TAREFAS
(1) Responda às perguntas abaixo com base no trecho sobre o Liverpool.
(a) Em que sala a turma se reunia?
(b) Que bebida eles tomavam durante as conversas?
(c) Quantos títulos saíram daquela sala até 1984?
(2) Diga se cada afirmação concorda com o trecho sobre o Liverpool e cite as palavras que decidem a resposta.
(a) Bob Paisley fazia parte da área técnica com quem o técnico estreitou o relacionamento.
(b) Na sala, a turma pensava na tática dos próximos jogos.
(c) Os torcedores já sabiam que daquela sala sairiam muitos títulos.
(3) Por favor, prolongue o trecho sobre o Liverpool a partir do ponto em que ele termina.

TRECHO DO TEXTO
**********

Antes de tudo, o técnico estreitou o relacionamento com membros da área técnica como Bob Paisley, Joe Fagan, Reuben Bennet e Tom Saunders, que sentiram em Shankly o espírito de paixão pelo trabalho e pelo futebol que tanto o Liverpool precisava. Em pouco tempo, essa turma criou o ritual de se reunir na sala onde o clube guardava as chuteiras dos jogadores, que ficaria mundialmente conhecida como “The Boot Room”. Lá, eles papeavam, bebiam uísque e pensavam na parte tática que seria utilizada nos próximos jogos do time. Mal sabiam os torcedores que daquela sala sairiam as receitas para nada mais nada menos que 33 títulos até 1984.

**********

DADOS FORNECIDOS
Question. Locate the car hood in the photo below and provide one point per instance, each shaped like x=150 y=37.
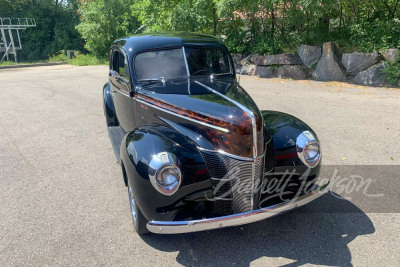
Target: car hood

**********

RESPOSTAS
(1)
(a) Na sala onde o clube guardava as chuteiras dos jogadores, a “The Boot Room”.
(b) Uísque.
(c) 33 títulos.

(2)
(a) Sim: “o técnico estreitou o relacionamento com membros da área técnica como Bob Paisley”.
(b) Sim: “pensavam na parte tática que seria utilizada nos próximos jogos do time”.
(c) Não: “Mal sabiam os torcedores que daquela sala sairiam as receitas”.

(3)
Depois de fazer as amizades na parte técnica, Shankly se voltou ao clube em si. O Liverpool precisava voltar à elite do futebol inglês e precisava investir em material humano. Shankly não se cansou de argumentar e se reunir com a direção para que eles contratassem goleiros, meio-campistas e dessem mais atenção para o ambiente de trabalho e os gramados onde os atletas iriam treinar. O técnico dispensou 24 jogadores que não seriam utilizados, passou à diretoria listas e listas de novos nomes, pincelou jovens das categorias de base e ganhou alguns reforços como Ron Yeats e Ian St. John. Era pouco, mas foi o que ele teve para iniciar o trabalho em sua primeira temporada e ver o que seria necessário para subir de divisão. Na temporada 1960-1961, o Liverpool acabou na terceira posição, mas na seguinte, Shankly conduziu os Reds ao título e à promoção, com oito pontos de vantagem sobre o vice-campeão. Roger Hunt, que seria titular da Seleção Inglesa na Copa de 1966, foi o grande destaque da equipe ao anotar 41 gols.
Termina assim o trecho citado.